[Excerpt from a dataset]
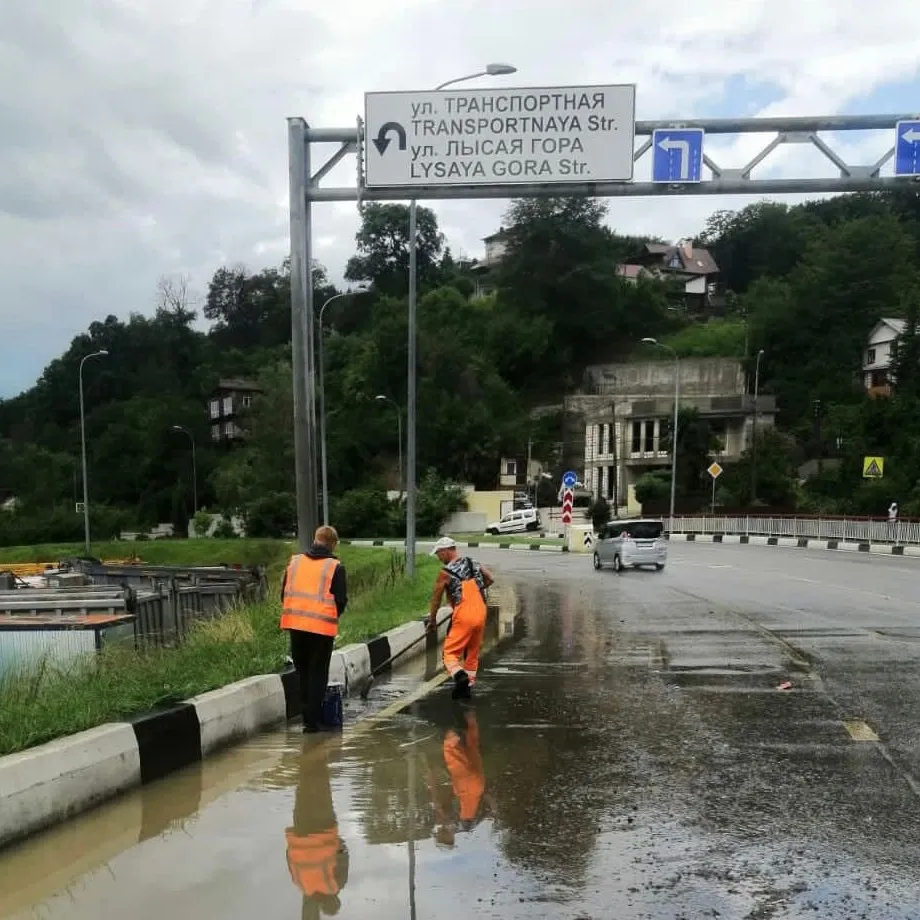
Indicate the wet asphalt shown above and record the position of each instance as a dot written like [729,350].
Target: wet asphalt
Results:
[628,755]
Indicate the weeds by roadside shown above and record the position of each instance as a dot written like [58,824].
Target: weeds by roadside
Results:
[46,703]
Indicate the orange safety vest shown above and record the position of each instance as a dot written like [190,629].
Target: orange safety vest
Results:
[308,602]
[312,860]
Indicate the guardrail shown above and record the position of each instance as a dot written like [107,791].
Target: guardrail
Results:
[846,529]
[161,601]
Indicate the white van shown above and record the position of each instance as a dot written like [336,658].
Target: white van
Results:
[635,542]
[519,521]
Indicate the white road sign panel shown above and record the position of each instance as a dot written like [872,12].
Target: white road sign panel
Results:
[572,134]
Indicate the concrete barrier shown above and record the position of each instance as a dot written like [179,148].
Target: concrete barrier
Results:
[55,781]
[238,711]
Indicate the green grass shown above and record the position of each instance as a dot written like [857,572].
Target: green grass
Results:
[44,703]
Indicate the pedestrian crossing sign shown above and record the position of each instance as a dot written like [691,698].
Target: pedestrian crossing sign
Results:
[873,467]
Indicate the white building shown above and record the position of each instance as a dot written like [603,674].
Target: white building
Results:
[879,355]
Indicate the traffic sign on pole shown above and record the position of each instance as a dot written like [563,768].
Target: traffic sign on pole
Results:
[677,155]
[568,499]
[907,148]
[463,137]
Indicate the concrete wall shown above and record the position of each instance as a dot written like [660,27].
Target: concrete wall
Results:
[698,377]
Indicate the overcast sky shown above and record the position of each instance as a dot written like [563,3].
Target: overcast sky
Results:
[141,138]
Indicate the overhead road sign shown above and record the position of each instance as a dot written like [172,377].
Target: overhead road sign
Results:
[907,148]
[873,467]
[677,155]
[547,135]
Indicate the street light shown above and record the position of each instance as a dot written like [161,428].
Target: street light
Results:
[492,70]
[657,344]
[322,397]
[754,441]
[382,398]
[191,438]
[96,354]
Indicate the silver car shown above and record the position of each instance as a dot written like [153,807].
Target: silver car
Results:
[635,542]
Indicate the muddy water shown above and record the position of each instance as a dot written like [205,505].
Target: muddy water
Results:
[610,766]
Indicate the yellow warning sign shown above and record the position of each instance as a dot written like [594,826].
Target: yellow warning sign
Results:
[873,467]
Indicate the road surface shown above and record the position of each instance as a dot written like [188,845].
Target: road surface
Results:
[629,755]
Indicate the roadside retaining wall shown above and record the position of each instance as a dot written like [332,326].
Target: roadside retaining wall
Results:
[53,782]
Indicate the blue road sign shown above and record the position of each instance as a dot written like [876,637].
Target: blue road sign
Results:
[677,155]
[907,148]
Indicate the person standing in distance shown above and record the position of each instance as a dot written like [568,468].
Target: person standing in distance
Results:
[465,582]
[314,595]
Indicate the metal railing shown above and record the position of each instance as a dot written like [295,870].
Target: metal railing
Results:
[844,529]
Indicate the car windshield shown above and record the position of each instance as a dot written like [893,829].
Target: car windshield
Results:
[644,530]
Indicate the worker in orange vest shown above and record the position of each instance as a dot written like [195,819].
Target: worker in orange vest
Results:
[314,595]
[317,857]
[465,582]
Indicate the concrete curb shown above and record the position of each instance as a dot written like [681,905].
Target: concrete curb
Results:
[473,544]
[840,546]
[55,781]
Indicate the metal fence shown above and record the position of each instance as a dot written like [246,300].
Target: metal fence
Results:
[847,529]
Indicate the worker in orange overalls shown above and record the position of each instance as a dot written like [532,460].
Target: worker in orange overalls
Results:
[317,857]
[314,595]
[465,582]
[464,764]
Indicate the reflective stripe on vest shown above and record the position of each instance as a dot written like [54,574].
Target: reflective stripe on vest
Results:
[309,604]
[312,860]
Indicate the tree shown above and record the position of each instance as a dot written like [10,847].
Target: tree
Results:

• _EXERCISE PROMPT_
In the records above, locate the line that contains "Indicate the car". Repeat it and every line after it, exactly, and nothing else.

• _PROBLEM SOLUTION_
Indicate the car windshield shown above and record the position of each instance as a dot written like [893,829].
Target: car windshield
Results:
[644,530]
Indicate the worker in orange vest shown above and record the position of each instance as a dot written like [195,819].
Target: worker in orange vest
Results:
[314,595]
[317,857]
[465,582]
Indicate the concrete curb shown above and record the position of each instance as a dot written like [681,905].
Target: concrete curb
Results:
[473,544]
[840,546]
[55,781]
Indicate the metal fence shown above and record the position of each instance as a dot written like [246,300].
Target: metal fence
Results:
[847,529]
Indicate the worker in orange overalls shown above and record the position of each instance as a dot written like [532,460].
Target: worker in orange overalls
Results:
[317,857]
[314,595]
[465,582]
[464,764]
Indicate the reflective stripe on vest shown above and record the position of each instance as a dot written like [54,574].
Target: reflective stripe on vest
Results:
[309,604]
[312,860]
Indicate the tree shown above and record the position of each instance as a dot written like [10,847].
Target: tree
Results:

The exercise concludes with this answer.